(EXERCISE GOAL) Render every line of the items below as a Markdown table with two columns, Row for the row number and Line for the line itself, leaving out any blank lines.

(INPUT RECORDS)
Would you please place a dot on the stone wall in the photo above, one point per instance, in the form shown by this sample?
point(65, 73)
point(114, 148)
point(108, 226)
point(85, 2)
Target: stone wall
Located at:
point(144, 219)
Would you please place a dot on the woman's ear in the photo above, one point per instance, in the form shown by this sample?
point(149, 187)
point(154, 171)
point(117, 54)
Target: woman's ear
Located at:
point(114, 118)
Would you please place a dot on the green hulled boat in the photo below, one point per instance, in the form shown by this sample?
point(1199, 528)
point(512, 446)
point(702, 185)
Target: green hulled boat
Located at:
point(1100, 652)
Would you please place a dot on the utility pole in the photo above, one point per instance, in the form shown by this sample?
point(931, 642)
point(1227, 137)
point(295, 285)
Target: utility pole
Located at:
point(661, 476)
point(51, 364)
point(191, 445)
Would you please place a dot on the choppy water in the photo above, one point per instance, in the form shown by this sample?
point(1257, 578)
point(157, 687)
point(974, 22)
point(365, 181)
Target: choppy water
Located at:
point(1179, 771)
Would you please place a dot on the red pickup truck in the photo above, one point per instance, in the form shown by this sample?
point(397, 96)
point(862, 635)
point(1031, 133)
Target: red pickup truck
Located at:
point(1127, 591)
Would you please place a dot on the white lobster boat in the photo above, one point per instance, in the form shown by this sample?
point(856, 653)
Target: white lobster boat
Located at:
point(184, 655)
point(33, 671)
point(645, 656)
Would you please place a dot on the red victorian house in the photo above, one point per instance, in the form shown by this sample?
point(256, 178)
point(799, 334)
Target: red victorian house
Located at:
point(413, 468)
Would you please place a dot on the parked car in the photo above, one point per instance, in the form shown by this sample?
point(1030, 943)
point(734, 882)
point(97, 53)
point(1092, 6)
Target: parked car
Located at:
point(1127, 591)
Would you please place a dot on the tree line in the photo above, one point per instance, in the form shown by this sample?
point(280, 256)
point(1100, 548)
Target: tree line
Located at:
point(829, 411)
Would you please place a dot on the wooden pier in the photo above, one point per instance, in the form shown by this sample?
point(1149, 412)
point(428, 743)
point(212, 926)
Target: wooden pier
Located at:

(RESULT OF THE TASK)
| Row | Line |
|---|---|
| 1 | Would you please place a dot on the stone wall in the photo above, one point per instance, in the form shown by this sample? |
| 2 | point(65, 73) |
| 3 | point(114, 148) |
| 4 | point(108, 226) |
| 5 | point(85, 2) |
| 6 | Target: stone wall |
| 7 | Located at: |
| 8 | point(144, 219) |
| 9 | Would you please place a dot on the woman's ear in the photo above, one point per instance, in the form shown by this sample? |
| 10 | point(149, 187) |
| 11 | point(154, 171) |
| 12 | point(117, 54) |
| 13 | Target: woman's ear |
| 14 | Located at: |
| 15 | point(114, 118) |
| 16 | Would you please place a dot on the green hulled boat in the photo below, one point per instance, in the form shown by this sample? |
| 17 | point(1199, 528) |
| 18 | point(512, 446) |
| 19 | point(702, 185) |
| 20 | Target: green hulled boat |
| 21 | Located at: |
| 22 | point(1100, 652) |
| 23 | Would you please place a dot on the utility pole in the photo above, one point per instance, in the form shown by this sample? |
| 24 | point(931, 642) |
| 25 | point(1227, 137) |
| 26 | point(295, 285) |
| 27 | Target: utility pole |
| 28 | Located at: |
| 29 | point(661, 476) |
| 30 | point(51, 364) |
| 31 | point(191, 445) |
| 32 | Would you please place a dot on the choppy water in the photo above, one point per instance, in the form shown by this sample? |
| 33 | point(1257, 578) |
| 34 | point(157, 687) |
| 35 | point(974, 22) |
| 36 | point(365, 181) |
| 37 | Target: choppy water |
| 38 | Located at: |
| 39 | point(1179, 771) |
| 40 | Would you please place a dot on the red pickup truck in the photo above, one point per instance, in the form shown by this sample? |
| 41 | point(397, 96) |
| 42 | point(862, 635) |
| 43 | point(1031, 133) |
| 44 | Target: red pickup truck |
| 45 | Located at: |
| 46 | point(1127, 591) |
| 47 | Would you please place a dot on the white lobster boat in the photo above, one point per instance, in the form shown by this sample? |
| 48 | point(856, 653) |
| 49 | Target: white lobster boat |
| 50 | Located at: |
| 51 | point(184, 655) |
| 52 | point(33, 671) |
| 53 | point(645, 656) |
| 54 | Would you please place a dot on the red victorian house in the photo above, one point per instance, in the form shown by this sample? |
| 55 | point(256, 178) |
| 56 | point(799, 334) |
| 57 | Target: red victorian house |
| 58 | Located at: |
| 59 | point(413, 468) |
| 60 | Would you please place a dot on the parked car in the photo above, one point per instance, in the form shown by this sample? |
| 61 | point(1030, 943) |
| 62 | point(734, 882) |
| 63 | point(97, 53) |
| 64 | point(1092, 6) |
| 65 | Target: parked car |
| 66 | Located at: |
| 67 | point(1127, 591) |
| 68 | Would you please place a dot on the tree line in the photo above, one point per instance, in the form shown by this sample? |
| 69 | point(280, 256) |
| 70 | point(1100, 548) |
| 71 | Target: tree line |
| 72 | Located at: |
| 73 | point(829, 411) |
| 74 | Would you please place a dot on the wooden pier in the photo above, one point per instance, in the form shown by this sample? |
| 75 | point(1149, 412) |
| 76 | point(428, 743) |
| 77 | point(212, 926) |
| 78 | Target: wooden pier |
| 79 | Located at: |